__Job__
Reproduce the records below, substituting "forest survey notes" for "scouting field log" and leaving everything else as it is.

Object pointing dataset records
####################

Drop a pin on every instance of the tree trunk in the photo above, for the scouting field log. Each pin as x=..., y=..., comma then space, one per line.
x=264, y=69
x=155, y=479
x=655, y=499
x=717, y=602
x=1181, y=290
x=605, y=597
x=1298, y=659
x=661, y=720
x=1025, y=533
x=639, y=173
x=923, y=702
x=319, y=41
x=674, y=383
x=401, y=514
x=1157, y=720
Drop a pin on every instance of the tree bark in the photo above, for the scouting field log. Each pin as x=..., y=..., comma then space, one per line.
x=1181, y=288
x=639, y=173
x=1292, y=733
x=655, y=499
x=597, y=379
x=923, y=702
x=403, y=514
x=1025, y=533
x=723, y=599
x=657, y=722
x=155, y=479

####################

__Exercise response__
Drop a pin on every instance of the tree trunk in the photo above, for the forest survey notes. Each pin as x=..., y=..., comma then space, one per line.
x=264, y=69
x=155, y=479
x=655, y=499
x=717, y=602
x=1181, y=290
x=605, y=597
x=1298, y=659
x=661, y=720
x=1025, y=533
x=639, y=173
x=923, y=702
x=319, y=41
x=674, y=383
x=401, y=514
x=1157, y=720
Drop a pin on every instance of the tree bark in the photo above, for the forest survey notes. Each pin as x=..., y=..., comma then space, one per line.
x=1181, y=288
x=639, y=173
x=1292, y=733
x=655, y=499
x=597, y=379
x=923, y=702
x=403, y=514
x=1025, y=533
x=723, y=599
x=657, y=722
x=155, y=479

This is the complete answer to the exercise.